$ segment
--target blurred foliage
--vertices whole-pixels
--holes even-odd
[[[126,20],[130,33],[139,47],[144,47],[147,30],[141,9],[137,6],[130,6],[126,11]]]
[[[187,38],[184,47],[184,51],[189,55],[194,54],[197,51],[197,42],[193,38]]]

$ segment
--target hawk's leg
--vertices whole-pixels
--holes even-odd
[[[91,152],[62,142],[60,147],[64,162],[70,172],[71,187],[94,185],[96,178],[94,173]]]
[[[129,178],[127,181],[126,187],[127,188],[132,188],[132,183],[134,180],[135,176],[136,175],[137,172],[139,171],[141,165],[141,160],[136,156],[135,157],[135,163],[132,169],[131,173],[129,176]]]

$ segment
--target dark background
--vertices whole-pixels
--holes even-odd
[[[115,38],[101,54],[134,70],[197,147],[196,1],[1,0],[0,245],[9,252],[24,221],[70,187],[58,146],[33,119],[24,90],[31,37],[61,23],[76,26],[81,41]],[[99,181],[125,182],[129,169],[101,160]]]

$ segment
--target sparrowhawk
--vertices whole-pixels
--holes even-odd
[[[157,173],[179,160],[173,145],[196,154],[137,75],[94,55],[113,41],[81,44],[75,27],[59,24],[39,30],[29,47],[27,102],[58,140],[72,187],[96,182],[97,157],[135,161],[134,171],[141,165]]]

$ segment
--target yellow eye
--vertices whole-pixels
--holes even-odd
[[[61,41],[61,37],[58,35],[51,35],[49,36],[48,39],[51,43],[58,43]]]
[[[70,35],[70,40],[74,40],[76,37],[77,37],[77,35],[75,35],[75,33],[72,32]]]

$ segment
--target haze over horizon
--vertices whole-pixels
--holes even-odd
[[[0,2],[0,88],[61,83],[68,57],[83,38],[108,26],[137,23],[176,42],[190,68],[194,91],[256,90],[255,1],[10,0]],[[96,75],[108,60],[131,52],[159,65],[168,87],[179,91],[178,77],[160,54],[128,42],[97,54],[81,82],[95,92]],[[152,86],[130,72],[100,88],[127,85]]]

_STATED TASK_
Arrange the material above as a Markdown table with the columns "Row" and "Line". Number each non-blank line in order and skip the blank lines.

_ANSWER FOR THIS EXERCISE_
| Row | Line |
|---|---|
| 1 | $ segment |
| 2 | --target blurred foliage |
| 3 | --vertices whole-pixels |
| 4 | --holes even-odd |
| 5 | [[[126,20],[130,33],[139,47],[144,47],[147,30],[141,9],[137,6],[130,6],[126,11]]] |
| 6 | [[[187,38],[184,47],[184,51],[189,55],[194,54],[197,51],[197,42],[193,38]]] |
| 7 | $ segment |
| 8 | --target hawk's leg |
| 9 | --vertices whole-pixels |
| 10 | --holes even-odd |
| 11 | [[[91,152],[62,142],[60,147],[64,162],[70,172],[71,187],[94,185],[96,178],[94,173]]] |
| 12 | [[[129,178],[127,181],[126,187],[127,188],[132,188],[132,183],[134,180],[135,176],[136,175],[137,172],[139,171],[141,165],[141,160],[136,156],[135,157],[135,163],[132,169],[131,173],[129,176]]] |
| 13 | $ segment |
| 14 | --target dark background |
| 15 | --vertices whole-pixels |
| 16 | --holes even-odd |
| 17 | [[[115,38],[101,54],[134,70],[197,147],[196,1],[1,0],[0,245],[9,252],[24,221],[70,187],[58,146],[33,119],[24,90],[31,37],[61,23],[76,26],[81,41]],[[99,181],[125,182],[129,169],[101,160]]] |
| 18 | $ segment |
| 19 | --target sparrowhawk |
| 20 | --vertices whole-pixels |
| 21 | --holes even-odd |
| 22 | [[[157,173],[179,160],[173,145],[196,154],[137,75],[94,55],[113,41],[81,44],[75,27],[59,24],[39,30],[29,47],[27,102],[58,140],[72,187],[96,182],[97,157],[135,161],[134,171],[141,165]]] |
| 23 | $ segment |
| 24 | --target yellow eye |
| 25 | --vertices whole-pixels |
| 26 | --holes even-odd |
| 27 | [[[61,41],[61,37],[58,35],[51,35],[49,36],[48,39],[51,43],[58,43]]] |
| 28 | [[[70,35],[70,40],[74,40],[76,37],[77,37],[77,35],[75,35],[75,33],[72,32]]] |
| 29 | $ segment |
| 30 | --target haze over horizon |
| 31 | --vertices whole-pixels |
| 32 | --holes even-odd |
| 33 | [[[0,2],[0,88],[61,83],[68,57],[83,38],[108,26],[137,23],[176,42],[190,68],[194,91],[256,90],[255,1],[10,0]],[[96,75],[108,60],[131,52],[159,65],[168,87],[179,91],[178,77],[160,54],[128,42],[97,54],[81,82],[95,92]],[[152,86],[130,72],[100,88],[127,85]]] |